- GIVEN INSTRUCTION 1:
Answer these questions from the Spannerlog text:
(a) Which keyword must be used to declare relations and their types?
(b) Which primitive types have built-in support for declaring relations?
(c) What syntax is used to invoke IE functions?

In order to use spannerlib in jupyter notebooks, you must first load it:


In [None]:
#| output: false
import spannerlib

Importing the spannerlog library automatically loads the `%%spannerlog` cell magic which accepts spannerlog queries as shown below.

In [None]:
%%spannerlog
new uncle(str, str)
uncle("bob", "greg")
?uncle(X,Y)

'?uncle(X,Y)'

Unnamed: 0,X,Y
0,bob,greg


## Type safe Datalog

Spannerlog syntax is very similar to datalog, but relations and their types must be declared using the `new` keyword.


In [None]:
%%spannerlog
# defining relations
new parent(str,str)
# defining initial facts
parent('xerces', 'brooke')
parent('brooke', 'damocles')

Rules can be defined that describe how to derive new facts from existing facts.
* We call the part to the left of the `<-` the rule's head (or head clause).
* We call the part to the right of the `<-` the rule's body (made up of body clauses).

In [None]:
%%spannerlog
# you can define relations recursively
# and use line escapes for long rules to make them more readable
ancestor(X, Y) <- parent(X, Y)
ancestor(X, Y) <- parent(X, Z),\
     ancestor(Z, Y)

derived and existing facts can be queried using the `?` operator, with either Free Variables such as `X` or constants.

In [None]:
%%spannerlog
?parent(X,Y)

?ancestor('xerces',Y)

'?parent(X,Y)'

Unnamed: 0,X,Y
0,brooke,damocles
1,xerces,brooke


"?ancestor('xerces',Y)"

Unnamed: 0,Y
0,brooke
1,damocles


Spannerlog has built in support for declaring relations for primitive types:
* `int`
* `str`
* `float`
* `bool`

But programatically, you can define relations and add facts of any pythonic data type.

## Aggregation

You can use aggregation function in rule's head to express groupby logic.
Non aggregated Variables are used to group and the rest are aggregated by their respective functions.

In [None]:
%%spannerlog
numDescendants(X,count(Y)) <- ancestor(X,Y)

?numDescendants(X,N)

'?numDescendants(X,N)'

Unnamed: 0,X,N
0,brooke,1
1,xerces,2


Built in aggregations include:
* min
* max
* sum
* avg
* count

But you will see in later sections that external aggregation functions can be defined.

## IE functions

Given a pure (stateless) function `f(X,Y)->(Z)` we can think of `f` as deriving information from `(x,y)` values to generate `(z)` values.
In the relational settings, IE functions are pure functions that take tuples over some input schema and deriv a number of new tuples from them over some output schema.
We can use IE functions as body clauses to derive new facts.

IE functions are invoked using the `func_name(InputVars...)->(OutputVars...)` syntax.

In [None]:
%%spannerlog

new Texts(str)
Texts("Hello darkness my old friend")
Texts("I've come to talk with you again")

Words(Word) <- Texts(X), rgx("(\w+)",X)->(Word)

?Words(W)

'?Words(W)'

Unnamed: 0,W
0,"[@9a1d0f,0,5) ""Hello"""
1,"[@9a1d0f,6,14) ""darkness"""
2,"[@9a1d0f,15,17) ""my"""
3,"[@9a1d0f,18,21) ""old"""
4,"[@9a1d0f,22,28) ""friend"""
5,"[@c7e66d,0,1) ""I"""
6,"[@c7e66d,2,4) ""ve"""
7,"[@c7e66d,5,9) ""come"""

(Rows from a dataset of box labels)
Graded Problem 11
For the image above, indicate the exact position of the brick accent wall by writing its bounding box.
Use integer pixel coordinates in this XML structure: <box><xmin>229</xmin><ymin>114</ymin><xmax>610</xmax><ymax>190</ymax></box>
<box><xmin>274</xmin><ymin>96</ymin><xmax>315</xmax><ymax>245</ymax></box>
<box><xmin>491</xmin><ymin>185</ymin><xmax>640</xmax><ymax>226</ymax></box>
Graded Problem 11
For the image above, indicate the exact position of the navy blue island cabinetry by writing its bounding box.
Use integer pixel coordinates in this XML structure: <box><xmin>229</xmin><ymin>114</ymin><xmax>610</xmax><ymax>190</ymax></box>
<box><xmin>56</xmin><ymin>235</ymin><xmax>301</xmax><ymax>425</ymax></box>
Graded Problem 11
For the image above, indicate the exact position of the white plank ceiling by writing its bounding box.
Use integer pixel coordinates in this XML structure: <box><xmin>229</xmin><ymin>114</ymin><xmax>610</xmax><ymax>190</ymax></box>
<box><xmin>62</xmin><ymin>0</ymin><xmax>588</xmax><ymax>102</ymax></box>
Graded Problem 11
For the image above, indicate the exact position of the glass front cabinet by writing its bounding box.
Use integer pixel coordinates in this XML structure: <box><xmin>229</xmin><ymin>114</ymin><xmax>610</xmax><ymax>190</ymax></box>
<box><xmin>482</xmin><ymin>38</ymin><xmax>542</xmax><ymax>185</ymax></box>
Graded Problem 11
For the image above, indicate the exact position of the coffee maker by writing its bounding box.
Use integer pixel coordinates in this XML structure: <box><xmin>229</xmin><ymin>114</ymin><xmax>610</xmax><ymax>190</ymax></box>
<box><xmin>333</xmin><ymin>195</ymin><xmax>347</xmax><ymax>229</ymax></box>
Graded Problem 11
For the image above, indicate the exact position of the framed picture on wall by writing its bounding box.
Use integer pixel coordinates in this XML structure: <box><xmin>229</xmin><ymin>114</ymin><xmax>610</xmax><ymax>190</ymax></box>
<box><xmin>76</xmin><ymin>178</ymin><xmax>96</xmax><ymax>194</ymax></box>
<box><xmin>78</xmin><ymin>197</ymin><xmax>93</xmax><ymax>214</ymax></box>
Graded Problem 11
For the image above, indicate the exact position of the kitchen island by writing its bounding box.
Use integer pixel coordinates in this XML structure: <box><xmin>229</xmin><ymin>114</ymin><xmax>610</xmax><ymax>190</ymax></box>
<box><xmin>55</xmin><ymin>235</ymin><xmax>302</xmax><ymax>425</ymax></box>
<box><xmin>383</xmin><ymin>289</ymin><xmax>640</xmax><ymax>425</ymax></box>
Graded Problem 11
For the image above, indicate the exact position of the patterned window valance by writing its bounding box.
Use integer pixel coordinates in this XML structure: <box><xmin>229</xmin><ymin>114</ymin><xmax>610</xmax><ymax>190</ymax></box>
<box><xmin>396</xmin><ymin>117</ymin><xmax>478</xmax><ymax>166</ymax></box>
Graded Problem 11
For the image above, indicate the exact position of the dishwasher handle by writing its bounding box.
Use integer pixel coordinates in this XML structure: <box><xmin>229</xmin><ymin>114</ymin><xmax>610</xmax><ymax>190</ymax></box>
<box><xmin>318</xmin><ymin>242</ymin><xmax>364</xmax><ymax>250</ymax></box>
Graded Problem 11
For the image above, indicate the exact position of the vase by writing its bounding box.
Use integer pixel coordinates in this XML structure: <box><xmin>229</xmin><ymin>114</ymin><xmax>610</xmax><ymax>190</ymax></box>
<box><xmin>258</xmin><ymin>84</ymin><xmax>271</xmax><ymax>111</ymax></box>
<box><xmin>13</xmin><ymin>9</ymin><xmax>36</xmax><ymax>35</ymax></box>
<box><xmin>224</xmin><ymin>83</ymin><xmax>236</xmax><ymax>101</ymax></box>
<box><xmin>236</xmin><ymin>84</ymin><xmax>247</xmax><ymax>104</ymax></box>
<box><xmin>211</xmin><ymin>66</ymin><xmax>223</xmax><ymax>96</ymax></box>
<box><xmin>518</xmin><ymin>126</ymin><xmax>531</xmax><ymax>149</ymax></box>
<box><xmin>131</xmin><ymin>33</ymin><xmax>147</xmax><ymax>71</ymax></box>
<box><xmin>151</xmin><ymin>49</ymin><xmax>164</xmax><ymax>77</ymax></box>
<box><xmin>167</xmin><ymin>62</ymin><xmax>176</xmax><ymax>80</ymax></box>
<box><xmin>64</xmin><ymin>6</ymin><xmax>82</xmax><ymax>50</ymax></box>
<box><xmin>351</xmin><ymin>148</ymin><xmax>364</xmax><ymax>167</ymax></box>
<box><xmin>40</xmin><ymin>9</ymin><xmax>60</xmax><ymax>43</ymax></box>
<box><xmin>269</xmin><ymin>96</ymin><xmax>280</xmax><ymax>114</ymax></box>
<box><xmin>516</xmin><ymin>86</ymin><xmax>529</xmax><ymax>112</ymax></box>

- GIVEN INSTRUCTION 2:
How many lines of the entries contain the word "wall"? State the number only.

- FULL OUTPUT 1:
(a) The `new` keyword.
(b) `int`, `str`, `float`, and `bool`.
(c) `func_name(InputVars...)->(OutputVars...)`

- FULL OUTPUT 2:
2